The exercise :: Recast every item below as a numbered list, one line per entry, with blank lines omitted.
—————
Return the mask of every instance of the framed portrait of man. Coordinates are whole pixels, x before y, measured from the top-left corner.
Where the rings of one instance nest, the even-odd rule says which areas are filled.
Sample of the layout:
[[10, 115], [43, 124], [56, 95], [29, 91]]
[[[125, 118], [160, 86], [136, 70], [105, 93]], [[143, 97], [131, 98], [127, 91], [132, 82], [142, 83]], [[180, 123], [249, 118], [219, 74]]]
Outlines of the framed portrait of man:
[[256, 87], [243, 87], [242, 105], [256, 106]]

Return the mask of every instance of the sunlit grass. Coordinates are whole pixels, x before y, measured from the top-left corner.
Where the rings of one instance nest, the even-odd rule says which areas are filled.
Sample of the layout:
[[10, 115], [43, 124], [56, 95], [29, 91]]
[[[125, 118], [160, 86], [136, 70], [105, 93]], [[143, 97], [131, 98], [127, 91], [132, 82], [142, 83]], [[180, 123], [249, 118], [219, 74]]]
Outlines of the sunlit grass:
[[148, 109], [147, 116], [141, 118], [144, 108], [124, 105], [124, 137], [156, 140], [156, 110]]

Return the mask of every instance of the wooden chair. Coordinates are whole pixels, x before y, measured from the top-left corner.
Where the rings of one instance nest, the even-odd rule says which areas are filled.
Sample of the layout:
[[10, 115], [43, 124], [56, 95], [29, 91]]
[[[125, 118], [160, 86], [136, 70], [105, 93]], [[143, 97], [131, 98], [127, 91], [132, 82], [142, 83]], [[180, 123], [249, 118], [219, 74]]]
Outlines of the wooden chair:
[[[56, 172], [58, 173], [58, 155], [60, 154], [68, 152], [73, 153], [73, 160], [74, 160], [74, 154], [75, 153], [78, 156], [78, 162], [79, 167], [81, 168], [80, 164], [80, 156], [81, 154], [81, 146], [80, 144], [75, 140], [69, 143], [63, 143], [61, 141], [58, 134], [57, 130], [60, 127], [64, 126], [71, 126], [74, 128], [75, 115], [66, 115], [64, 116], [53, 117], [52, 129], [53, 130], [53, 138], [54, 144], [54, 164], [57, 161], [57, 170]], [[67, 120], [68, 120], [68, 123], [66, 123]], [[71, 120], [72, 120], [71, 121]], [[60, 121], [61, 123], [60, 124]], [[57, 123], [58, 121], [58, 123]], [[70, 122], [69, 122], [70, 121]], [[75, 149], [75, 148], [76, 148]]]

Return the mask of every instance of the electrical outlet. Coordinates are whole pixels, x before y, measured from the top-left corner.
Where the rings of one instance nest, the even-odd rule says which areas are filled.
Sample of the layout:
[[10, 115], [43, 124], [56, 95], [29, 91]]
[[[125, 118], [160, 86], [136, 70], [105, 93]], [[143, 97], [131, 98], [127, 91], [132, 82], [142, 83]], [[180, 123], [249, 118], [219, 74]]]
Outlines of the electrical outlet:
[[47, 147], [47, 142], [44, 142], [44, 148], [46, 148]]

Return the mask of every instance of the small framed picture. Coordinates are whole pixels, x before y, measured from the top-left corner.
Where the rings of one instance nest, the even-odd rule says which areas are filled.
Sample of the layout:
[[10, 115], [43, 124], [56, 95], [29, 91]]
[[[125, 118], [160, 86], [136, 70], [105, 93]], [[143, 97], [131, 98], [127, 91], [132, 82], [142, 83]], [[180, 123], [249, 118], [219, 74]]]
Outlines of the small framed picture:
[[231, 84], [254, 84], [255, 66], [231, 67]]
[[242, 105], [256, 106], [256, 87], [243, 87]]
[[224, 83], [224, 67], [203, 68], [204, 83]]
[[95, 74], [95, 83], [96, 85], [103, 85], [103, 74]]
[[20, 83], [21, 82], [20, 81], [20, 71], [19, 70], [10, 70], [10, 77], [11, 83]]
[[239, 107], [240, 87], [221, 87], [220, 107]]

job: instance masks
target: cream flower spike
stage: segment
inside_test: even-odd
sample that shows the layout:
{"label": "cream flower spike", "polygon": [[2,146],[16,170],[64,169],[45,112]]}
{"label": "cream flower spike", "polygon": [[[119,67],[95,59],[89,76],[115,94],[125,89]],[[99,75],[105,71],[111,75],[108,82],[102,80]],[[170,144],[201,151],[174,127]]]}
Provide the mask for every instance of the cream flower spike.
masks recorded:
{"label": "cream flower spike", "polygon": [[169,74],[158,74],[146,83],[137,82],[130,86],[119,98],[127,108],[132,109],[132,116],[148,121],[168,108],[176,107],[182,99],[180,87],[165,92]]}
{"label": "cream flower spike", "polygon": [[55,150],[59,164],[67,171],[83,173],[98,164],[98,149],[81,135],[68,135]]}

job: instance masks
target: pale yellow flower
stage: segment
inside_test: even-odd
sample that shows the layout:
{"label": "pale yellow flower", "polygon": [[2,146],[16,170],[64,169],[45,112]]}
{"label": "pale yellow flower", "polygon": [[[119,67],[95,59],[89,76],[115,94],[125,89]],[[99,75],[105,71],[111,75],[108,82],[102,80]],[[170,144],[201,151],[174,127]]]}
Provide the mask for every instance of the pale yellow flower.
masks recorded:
—————
Solution to the problem ::
1. Return the mask of every instance of the framed portrait of man. Coordinates are whole pixels, x before y, measured from the top-left corner.
2. Where the rings of one instance nest, the even-odd rule says which areas are filled.
3. Sample of the layout:
4. [[10, 115], [43, 124], [56, 95], [29, 91]]
5. [[[125, 118], [160, 86], [136, 70], [105, 93]], [[143, 97], [131, 98], [127, 91], [132, 82], [142, 83]], [[180, 123], [249, 118], [219, 74]]]
6. Outlines of the framed portrait of man:
7. [[256, 87], [243, 87], [242, 105], [256, 106]]
8. Return the mask of every instance of the sunlit grass. Coordinates are whole pixels, x before y, measured from the top-left corner.
9. Where the rings of one instance nest, the even-odd rule says which areas are filled.
10. Sample of the layout:
11. [[10, 115], [43, 124], [56, 95], [29, 91]]
12. [[[125, 118], [160, 86], [136, 70], [105, 93]], [[143, 97], [131, 98], [127, 91], [132, 82], [142, 83]], [[180, 123], [249, 118], [219, 74]]]
13. Outlines of the sunlit grass:
14. [[148, 109], [147, 116], [141, 118], [144, 108], [124, 105], [124, 137], [156, 140], [156, 110]]
15. Return the mask of every instance of the wooden chair. Coordinates are whole pixels, x before y, measured from the top-left corner.
16. Where the rings of one instance nest, the even-odd rule says which areas are filled.
17. Sample of the layout:
18. [[10, 115], [43, 124], [56, 95], [29, 91]]
19. [[[125, 118], [160, 86], [136, 70], [105, 93]], [[143, 97], [131, 98], [127, 91], [132, 82], [142, 83]], [[180, 123], [249, 118], [219, 74]]]
20. Outlines of the wooden chair:
21. [[[56, 172], [58, 173], [58, 155], [60, 154], [68, 152], [73, 153], [73, 160], [74, 160], [74, 154], [75, 153], [78, 156], [78, 162], [79, 167], [81, 168], [80, 164], [80, 156], [81, 154], [81, 146], [80, 144], [75, 140], [69, 143], [63, 143], [61, 141], [58, 134], [57, 130], [60, 127], [64, 126], [71, 126], [74, 128], [75, 115], [66, 115], [64, 116], [53, 117], [52, 129], [53, 130], [53, 138], [54, 144], [54, 164], [57, 161], [57, 170]], [[67, 120], [68, 120], [68, 123], [66, 123]], [[71, 120], [72, 120], [71, 121]], [[60, 121], [61, 123], [60, 124]], [[57, 123], [58, 121], [58, 123]], [[70, 122], [69, 122], [70, 121]], [[75, 149], [75, 148], [76, 148]]]
22. Return the mask of every instance of the electrical outlet. Coordinates are whole pixels, x before y, measured from the top-left corner.
23. Where the rings of one instance nest, the even-odd rule says which areas are filled.
24. Sample of the layout:
25. [[10, 115], [43, 124], [56, 95], [29, 91]]
26. [[[125, 118], [160, 86], [136, 70], [105, 93]], [[143, 97], [131, 98], [127, 91], [132, 82], [142, 83]], [[180, 123], [249, 118], [219, 74]]]
27. Outlines of the electrical outlet:
28. [[47, 147], [47, 142], [44, 142], [44, 148], [46, 148]]
29. Return the mask of every instance of the small framed picture. Coordinates are whole pixels, x before y, measured from the top-left corner.
30. Where the rings of one instance nest, the even-odd rule says which areas are filled.
31. Sample of the layout:
32. [[10, 115], [43, 124], [56, 95], [29, 91]]
33. [[[125, 118], [160, 86], [136, 70], [105, 93]], [[143, 97], [131, 98], [127, 91], [132, 82], [142, 83]], [[180, 123], [249, 118], [219, 74]]]
34. Outlines of the small framed picture:
35. [[231, 84], [254, 84], [255, 66], [231, 67]]
36. [[242, 105], [256, 106], [256, 87], [243, 87]]
37. [[224, 83], [224, 67], [203, 68], [204, 83]]
38. [[95, 74], [95, 83], [96, 85], [103, 85], [103, 74]]
39. [[20, 83], [21, 82], [20, 81], [20, 71], [19, 70], [10, 70], [10, 77], [11, 83]]
40. [[239, 107], [240, 87], [221, 87], [220, 107]]
41. job: instance masks
42. target: cream flower spike
43. stage: segment
44. inside_test: even-odd
45. sample that shows the layout:
46. {"label": "cream flower spike", "polygon": [[2,146],[16,170],[64,169],[45,112]]}
47. {"label": "cream flower spike", "polygon": [[[119,67],[95,59],[89,76],[115,94],[125,89]],[[99,75],[105,71],[111,75],[108,82],[102,80]],[[170,144],[201,151],[174,127]]]}
48. Provide the mask for every instance of the cream flower spike.
49. masks recorded:
50. {"label": "cream flower spike", "polygon": [[169,74],[158,74],[146,83],[137,82],[130,86],[119,98],[127,108],[132,109],[132,116],[148,121],[168,108],[176,107],[182,99],[180,87],[165,92]]}
51. {"label": "cream flower spike", "polygon": [[55,150],[59,164],[67,171],[83,173],[98,164],[98,149],[81,135],[68,135]]}
52. job: instance masks
53. target: pale yellow flower
54. stage: segment
55. inside_test: even-odd
56. sample that shows the layout:
57. {"label": "pale yellow flower", "polygon": [[2,146],[16,170],[64,169],[45,112]]}
58. {"label": "pale yellow flower", "polygon": [[[119,67],[95,59],[89,76],[115,94],[125,89]],[[99,75],[105,71],[111,75],[108,82],[102,80]],[[170,144],[201,151],[174,127]]]}
59. Provide the mask for every instance of the pale yellow flower.
60. masks recorded:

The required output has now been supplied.